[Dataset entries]
********************

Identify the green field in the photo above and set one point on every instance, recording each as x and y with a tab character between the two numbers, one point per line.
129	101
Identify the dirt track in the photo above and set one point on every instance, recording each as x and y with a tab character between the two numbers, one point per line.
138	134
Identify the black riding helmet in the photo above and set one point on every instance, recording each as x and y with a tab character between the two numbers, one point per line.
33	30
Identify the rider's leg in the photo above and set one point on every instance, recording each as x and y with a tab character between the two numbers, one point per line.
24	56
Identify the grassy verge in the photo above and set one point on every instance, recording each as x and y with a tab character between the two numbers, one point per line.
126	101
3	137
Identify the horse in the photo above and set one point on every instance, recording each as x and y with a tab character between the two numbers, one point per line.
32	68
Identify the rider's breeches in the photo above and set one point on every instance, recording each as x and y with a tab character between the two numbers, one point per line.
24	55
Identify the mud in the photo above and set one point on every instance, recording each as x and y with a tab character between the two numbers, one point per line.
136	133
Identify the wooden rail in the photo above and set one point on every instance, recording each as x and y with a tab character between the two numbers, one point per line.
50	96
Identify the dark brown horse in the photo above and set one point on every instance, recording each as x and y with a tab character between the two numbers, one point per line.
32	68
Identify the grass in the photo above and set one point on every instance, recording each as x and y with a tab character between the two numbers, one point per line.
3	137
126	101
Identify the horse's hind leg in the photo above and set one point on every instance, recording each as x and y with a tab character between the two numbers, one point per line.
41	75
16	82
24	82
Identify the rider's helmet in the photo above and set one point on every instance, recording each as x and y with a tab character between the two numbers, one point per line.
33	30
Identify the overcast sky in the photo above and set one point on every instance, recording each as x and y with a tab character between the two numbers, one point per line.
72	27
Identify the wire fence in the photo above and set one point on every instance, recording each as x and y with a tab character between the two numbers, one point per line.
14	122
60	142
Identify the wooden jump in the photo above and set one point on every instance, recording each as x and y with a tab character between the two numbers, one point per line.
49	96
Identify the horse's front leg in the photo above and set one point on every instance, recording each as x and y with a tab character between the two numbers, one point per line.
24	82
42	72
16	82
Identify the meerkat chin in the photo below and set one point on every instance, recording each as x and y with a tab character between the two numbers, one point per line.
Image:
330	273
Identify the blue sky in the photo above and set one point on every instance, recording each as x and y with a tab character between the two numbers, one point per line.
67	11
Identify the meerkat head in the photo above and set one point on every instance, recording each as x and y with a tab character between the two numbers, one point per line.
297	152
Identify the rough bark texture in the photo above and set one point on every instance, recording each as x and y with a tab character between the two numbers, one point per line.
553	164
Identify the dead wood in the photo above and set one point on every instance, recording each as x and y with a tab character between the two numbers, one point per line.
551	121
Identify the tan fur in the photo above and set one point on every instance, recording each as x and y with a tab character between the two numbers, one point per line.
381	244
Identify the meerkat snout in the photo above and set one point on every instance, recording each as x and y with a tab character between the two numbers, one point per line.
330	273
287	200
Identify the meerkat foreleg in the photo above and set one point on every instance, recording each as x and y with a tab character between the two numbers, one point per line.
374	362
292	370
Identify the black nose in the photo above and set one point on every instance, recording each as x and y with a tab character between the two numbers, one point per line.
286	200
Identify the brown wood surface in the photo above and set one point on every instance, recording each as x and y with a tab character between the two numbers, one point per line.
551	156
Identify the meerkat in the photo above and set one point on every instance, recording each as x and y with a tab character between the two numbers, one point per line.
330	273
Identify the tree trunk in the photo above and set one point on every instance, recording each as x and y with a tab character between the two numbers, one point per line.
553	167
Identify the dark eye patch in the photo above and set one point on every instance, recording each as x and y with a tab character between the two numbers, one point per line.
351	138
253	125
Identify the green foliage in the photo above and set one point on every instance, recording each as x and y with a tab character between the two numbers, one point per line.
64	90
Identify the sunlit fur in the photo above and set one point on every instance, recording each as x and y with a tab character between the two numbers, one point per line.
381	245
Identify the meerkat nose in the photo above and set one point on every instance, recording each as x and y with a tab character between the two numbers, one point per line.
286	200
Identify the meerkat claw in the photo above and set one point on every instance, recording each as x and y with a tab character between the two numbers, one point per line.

********************

All the records, from the first line to the last: repeat them exactly.

Identify the green field in the photo above and set one point on every instance, recording each as x and y with a tab character between the two numbers, one point per line.
129	101
Identify the dirt track in the photo above and set one point on every instance, recording each as x and y with a tab character between the two numbers, one point per line.
138	134
Identify the black riding helmet in the photo above and set one point on every instance, recording each as x and y with a tab character between the two numbers, one point per line.
33	30
Identify the rider's leg in the photo above and set one point on every instance, recording each as x and y with a tab character between the two numbers, one point per line.
24	56
Identify the grassy verge in the photo above and set one point on every instance, recording each as x and y with a tab character between the two numbers, one point per line.
126	101
3	137
Identify the horse in the photo above and set one point on every instance, recording each as x and y with a tab character between the two numbers, one point per line.
32	68
Identify the rider's breeches in the photo above and set one point on every instance, recording each as x and y with a tab character between the two numbers, one point per line.
24	55
Identify the mud in the photo above and set one point on every instance, recording each as x and y with a tab character between the two numbers, one point per line.
136	133
Identify the wooden rail in the photo above and set one point on every instance, recording each as x and y with a tab character between the two numbers, one point per line.
50	96
Identify the dark brown horse in the photo above and set one point on every instance, recording each as x and y with a tab character between the two numbers, one point per line.
32	68
Identify the grass in the photo above and set one point on every instance, recording each as x and y with a tab character between the two numbers, one point per line.
3	137
126	101
Identify the horse's hind leg in the photo above and set one point on every instance, recording each as x and y with a tab character between the two numbers, one point per line.
41	75
16	82
24	82
Identify the rider's helmet in the photo above and set one point on every instance, recording each as x and y with a tab character between the two numbers, one point per line.
33	30
Identify the overcast sky in the photo above and set one point on every instance, recording each as x and y with a tab character between the two numbers, one point per line.
72	27
Identify the wire fence in the photo above and set one point on every instance, recording each as x and y with a tab character between the two numbers, one point per line.
14	122
60	142
Identify the wooden jump in the photo above and set one point on every instance, recording each as x and y with a tab character between the two numbers, one point per line.
49	96
Identify the horse's front leg in the photo above and set one point on every instance, recording each as x and y with a tab character between the two numbers, one point per line.
24	82
42	72
16	82
Identify the meerkat chin in the photo below and set one point on every instance, recording each as x and y with a tab character between the two numbers, one point per line.
Image:
330	273
Identify the blue sky in the photo above and set one point on every instance, recording each as x and y with a tab character between the two numbers, one point per line.
67	11
Identify the meerkat head in the photo above and set one point on every instance, recording each as x and y with a tab character between the two numbers, one point per line.
297	152
Identify the rough bark texture in the photo above and set one point on every instance, recording each as x and y with a tab character between the two numbers, one point per line.
553	164
Identify the dead wood in the photo above and set one point on every instance, recording each as x and y with a tab character between the two numbers, one point per line.
551	121
Identify the tan fur in the photo above and set one point on every instance, recording each as x and y with a tab character between the two numbers, one point per line.
381	244
Identify the meerkat snout in the photo above and set one point on every instance, recording each as x and y with a tab character between the two numbers, one point per line.
330	273
287	200
Identify the meerkat foreleg in the photo above and set one point on every instance, recording each as x and y with a tab character between the two numbers, one point per line.
374	362
292	370
Identify the black nose in the photo above and set one point on every instance, recording each as x and y with a tab character between the two numbers, one point per line.
286	200
Identify the brown wood surface in the photo above and set one point on every instance, recording each as x and y with a tab character between the two numbers, one point per line.
551	156
Identify the meerkat in the photo above and set one point on every instance, recording each as x and y with a tab character between the two numbers, one point per line.
330	273
Identify the tree trunk in the photo above and set one point on every instance, recording each as x and y with a tab character between the two numbers, one point per line.
553	167
Identify the dark eye patch in the photo above and set one point on every instance, recording each as x and y with a tab character between the two numbers, one point per line.
351	138
253	125
Identify the green foliage in the photo above and set one point on every instance, recording each as x and y with a tab character between the two numbers, one point per line.
64	90
Identify the sunlit fur in the photo above and set one point on every instance, recording each as x and y with a tab character between the two numbers, one point per line.
381	245
Identify the meerkat nose in the photo above and set one point on every instance, recording each as x and y with a tab character between the two numbers, one point per line.
286	200
Identify the meerkat claw in the photo above and set one point on every instance, recording each as x and y with a tab character between the two numbers, one point per line.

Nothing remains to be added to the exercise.